[Begin Material shown]

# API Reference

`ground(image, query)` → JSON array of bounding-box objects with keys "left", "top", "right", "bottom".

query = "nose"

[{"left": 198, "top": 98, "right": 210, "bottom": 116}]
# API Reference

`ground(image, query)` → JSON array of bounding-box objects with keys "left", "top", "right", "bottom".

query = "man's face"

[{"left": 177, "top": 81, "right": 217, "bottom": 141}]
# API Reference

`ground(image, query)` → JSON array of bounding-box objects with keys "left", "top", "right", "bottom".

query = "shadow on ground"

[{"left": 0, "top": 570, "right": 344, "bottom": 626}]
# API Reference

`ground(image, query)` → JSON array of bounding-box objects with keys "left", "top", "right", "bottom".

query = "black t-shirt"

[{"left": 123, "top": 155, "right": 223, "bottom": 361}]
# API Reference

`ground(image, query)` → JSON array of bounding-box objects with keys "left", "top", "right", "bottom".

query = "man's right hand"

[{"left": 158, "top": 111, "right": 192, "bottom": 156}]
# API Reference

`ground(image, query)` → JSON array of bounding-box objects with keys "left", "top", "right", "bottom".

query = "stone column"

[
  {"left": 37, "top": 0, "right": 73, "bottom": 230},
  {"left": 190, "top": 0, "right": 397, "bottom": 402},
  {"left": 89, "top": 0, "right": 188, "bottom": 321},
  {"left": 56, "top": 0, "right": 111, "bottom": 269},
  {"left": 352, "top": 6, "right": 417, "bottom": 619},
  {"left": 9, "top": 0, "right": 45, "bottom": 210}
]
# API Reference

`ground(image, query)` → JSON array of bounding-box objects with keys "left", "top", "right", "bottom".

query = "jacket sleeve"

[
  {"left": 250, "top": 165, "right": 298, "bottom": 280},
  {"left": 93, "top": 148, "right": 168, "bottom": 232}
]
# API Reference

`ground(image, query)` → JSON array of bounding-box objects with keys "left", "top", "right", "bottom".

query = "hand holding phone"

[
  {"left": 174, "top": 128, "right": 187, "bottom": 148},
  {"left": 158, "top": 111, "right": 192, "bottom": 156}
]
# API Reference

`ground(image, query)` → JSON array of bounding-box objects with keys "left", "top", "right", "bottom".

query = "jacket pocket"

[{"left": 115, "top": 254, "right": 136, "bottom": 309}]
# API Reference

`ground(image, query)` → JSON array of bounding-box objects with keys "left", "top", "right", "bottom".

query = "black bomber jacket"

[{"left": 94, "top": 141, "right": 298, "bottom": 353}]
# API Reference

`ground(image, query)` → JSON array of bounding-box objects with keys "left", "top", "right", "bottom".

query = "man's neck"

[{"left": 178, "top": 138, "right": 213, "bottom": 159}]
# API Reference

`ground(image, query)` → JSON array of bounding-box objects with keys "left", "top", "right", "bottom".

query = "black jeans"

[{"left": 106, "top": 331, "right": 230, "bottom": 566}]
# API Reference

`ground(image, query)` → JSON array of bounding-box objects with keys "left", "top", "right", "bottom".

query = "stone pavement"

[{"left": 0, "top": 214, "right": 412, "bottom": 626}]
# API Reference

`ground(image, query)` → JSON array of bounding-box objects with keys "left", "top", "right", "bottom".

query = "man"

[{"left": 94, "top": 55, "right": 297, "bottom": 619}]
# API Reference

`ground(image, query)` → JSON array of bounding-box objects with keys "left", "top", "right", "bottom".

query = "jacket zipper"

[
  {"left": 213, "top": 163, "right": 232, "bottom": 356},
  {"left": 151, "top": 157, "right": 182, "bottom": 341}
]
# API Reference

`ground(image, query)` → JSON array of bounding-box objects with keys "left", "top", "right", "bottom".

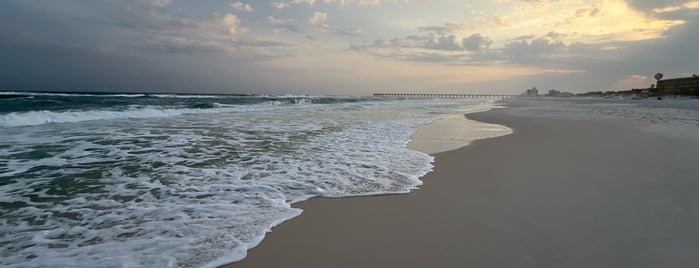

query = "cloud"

[
  {"left": 308, "top": 12, "right": 329, "bottom": 29},
  {"left": 425, "top": 35, "right": 463, "bottom": 51},
  {"left": 323, "top": 0, "right": 381, "bottom": 8},
  {"left": 653, "top": 1, "right": 699, "bottom": 13},
  {"left": 336, "top": 27, "right": 363, "bottom": 36},
  {"left": 229, "top": 2, "right": 254, "bottom": 12},
  {"left": 151, "top": 0, "right": 172, "bottom": 7},
  {"left": 462, "top": 33, "right": 493, "bottom": 52},
  {"left": 271, "top": 0, "right": 316, "bottom": 9}
]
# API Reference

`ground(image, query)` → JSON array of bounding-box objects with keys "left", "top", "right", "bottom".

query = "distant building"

[
  {"left": 545, "top": 89, "right": 575, "bottom": 98},
  {"left": 524, "top": 87, "right": 539, "bottom": 97},
  {"left": 655, "top": 74, "right": 699, "bottom": 96}
]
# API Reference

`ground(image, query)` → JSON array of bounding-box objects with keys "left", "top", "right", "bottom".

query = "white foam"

[
  {"left": 0, "top": 97, "right": 490, "bottom": 267},
  {"left": 0, "top": 101, "right": 308, "bottom": 127}
]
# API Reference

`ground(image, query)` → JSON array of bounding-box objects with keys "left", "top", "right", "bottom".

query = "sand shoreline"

[{"left": 225, "top": 99, "right": 699, "bottom": 267}]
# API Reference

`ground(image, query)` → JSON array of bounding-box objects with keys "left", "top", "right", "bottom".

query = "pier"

[{"left": 374, "top": 93, "right": 520, "bottom": 99}]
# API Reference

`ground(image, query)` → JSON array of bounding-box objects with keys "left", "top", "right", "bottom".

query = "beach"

[{"left": 224, "top": 101, "right": 699, "bottom": 267}]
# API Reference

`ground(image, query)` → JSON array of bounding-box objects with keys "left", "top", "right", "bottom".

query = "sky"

[{"left": 0, "top": 0, "right": 699, "bottom": 95}]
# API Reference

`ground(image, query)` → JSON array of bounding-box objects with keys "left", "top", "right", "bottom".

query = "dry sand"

[{"left": 227, "top": 100, "right": 699, "bottom": 267}]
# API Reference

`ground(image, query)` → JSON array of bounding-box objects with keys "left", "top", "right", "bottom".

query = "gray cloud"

[{"left": 462, "top": 33, "right": 493, "bottom": 53}]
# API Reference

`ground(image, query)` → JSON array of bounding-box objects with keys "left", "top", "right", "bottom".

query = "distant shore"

[{"left": 225, "top": 101, "right": 699, "bottom": 267}]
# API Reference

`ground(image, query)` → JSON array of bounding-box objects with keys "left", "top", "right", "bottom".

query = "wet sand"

[{"left": 226, "top": 100, "right": 699, "bottom": 267}]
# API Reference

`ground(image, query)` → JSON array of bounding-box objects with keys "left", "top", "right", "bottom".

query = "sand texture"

[{"left": 228, "top": 100, "right": 699, "bottom": 267}]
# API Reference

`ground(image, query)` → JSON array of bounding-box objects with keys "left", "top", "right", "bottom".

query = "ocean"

[{"left": 0, "top": 92, "right": 489, "bottom": 267}]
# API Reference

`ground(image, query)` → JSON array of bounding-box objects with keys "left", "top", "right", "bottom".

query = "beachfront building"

[
  {"left": 656, "top": 74, "right": 699, "bottom": 96},
  {"left": 523, "top": 87, "right": 539, "bottom": 97}
]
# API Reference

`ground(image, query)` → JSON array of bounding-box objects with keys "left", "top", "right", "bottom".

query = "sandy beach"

[{"left": 225, "top": 99, "right": 699, "bottom": 267}]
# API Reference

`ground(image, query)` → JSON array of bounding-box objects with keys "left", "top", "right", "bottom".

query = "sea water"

[{"left": 0, "top": 92, "right": 492, "bottom": 267}]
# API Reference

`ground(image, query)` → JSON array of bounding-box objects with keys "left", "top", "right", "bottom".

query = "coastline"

[{"left": 223, "top": 99, "right": 699, "bottom": 267}]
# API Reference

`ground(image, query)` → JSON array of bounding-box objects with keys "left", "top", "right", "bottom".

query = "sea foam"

[{"left": 0, "top": 97, "right": 486, "bottom": 267}]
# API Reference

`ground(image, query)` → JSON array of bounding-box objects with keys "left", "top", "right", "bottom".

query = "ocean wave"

[
  {"left": 0, "top": 91, "right": 146, "bottom": 98},
  {"left": 0, "top": 103, "right": 264, "bottom": 127}
]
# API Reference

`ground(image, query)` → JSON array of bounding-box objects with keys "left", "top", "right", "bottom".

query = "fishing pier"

[{"left": 374, "top": 93, "right": 520, "bottom": 99}]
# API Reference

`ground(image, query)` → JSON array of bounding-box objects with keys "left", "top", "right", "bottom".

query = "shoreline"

[
  {"left": 407, "top": 102, "right": 512, "bottom": 155},
  {"left": 222, "top": 99, "right": 699, "bottom": 267}
]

[End Material shown]

■ Task brief ■
Select every line in the data above that contains the string "hand", treating uppercase and lowercase letters as distinct.

■ Reply ■
query = "man's right hand"
query = "hand holding phone"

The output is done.